Express the lines below as a Markdown table with the columns "Row" and "Line", omitting blank lines. Include only the lines from the one containing "For the mapping pass, tag each instance of the white" through the last line, both ends inclusive.

Pointing dataset excerpts:

= = =

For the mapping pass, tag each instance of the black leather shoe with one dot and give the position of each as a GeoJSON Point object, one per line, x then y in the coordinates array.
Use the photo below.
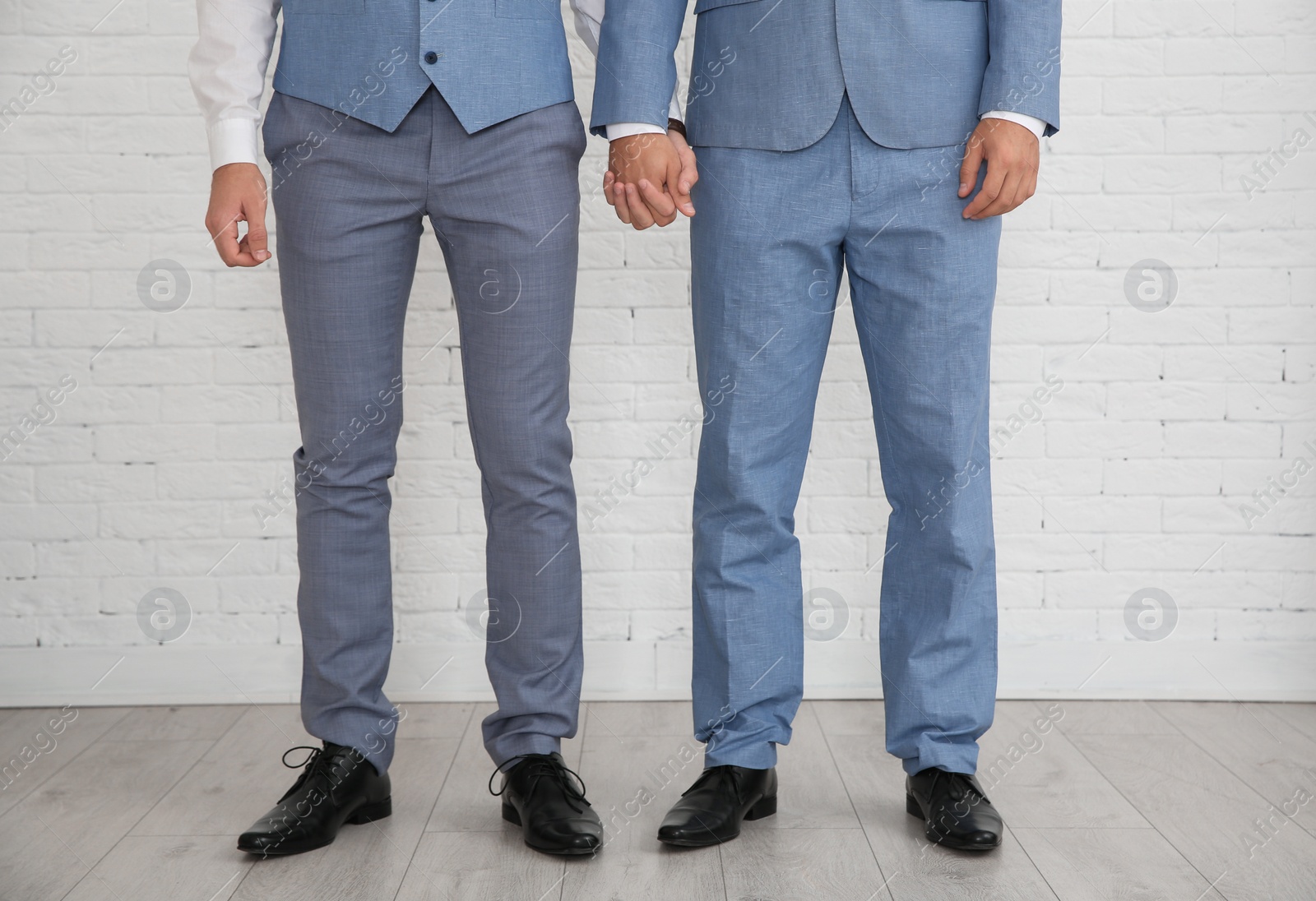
{"type": "Point", "coordinates": [711, 811]}
{"type": "Point", "coordinates": [540, 795]}
{"type": "Point", "coordinates": [337, 786]}
{"type": "Point", "coordinates": [954, 809]}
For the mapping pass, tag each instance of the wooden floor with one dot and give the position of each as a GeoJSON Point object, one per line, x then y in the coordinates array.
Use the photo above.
{"type": "Point", "coordinates": [1122, 800]}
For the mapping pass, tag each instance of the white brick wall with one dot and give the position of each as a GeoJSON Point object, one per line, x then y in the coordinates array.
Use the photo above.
{"type": "Point", "coordinates": [1132, 478]}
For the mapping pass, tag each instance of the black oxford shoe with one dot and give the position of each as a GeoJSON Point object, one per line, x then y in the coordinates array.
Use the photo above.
{"type": "Point", "coordinates": [954, 811]}
{"type": "Point", "coordinates": [337, 786]}
{"type": "Point", "coordinates": [540, 795]}
{"type": "Point", "coordinates": [711, 811]}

= = =

**WRITTEN ANSWER**
| Row | Line |
|---|---|
| 1 | For the mapping pass, tag each instance of the white brick wall with one dot and give the position of each as a GeoJSON Point object, one per line, x then y in the coordinates array. |
| 2 | Use the photo above. |
| 3 | {"type": "Point", "coordinates": [1132, 478]} |
| 4 | For the mapping pass, tag each instance of the black oxford shoe with one dot and give the position of each as a GeoJSON Point object, one per line, x then y in the coordinates array. |
| 5 | Use the photo above. |
| 6 | {"type": "Point", "coordinates": [954, 811]} |
| 7 | {"type": "Point", "coordinates": [337, 786]} |
| 8 | {"type": "Point", "coordinates": [540, 795]} |
| 9 | {"type": "Point", "coordinates": [711, 811]} |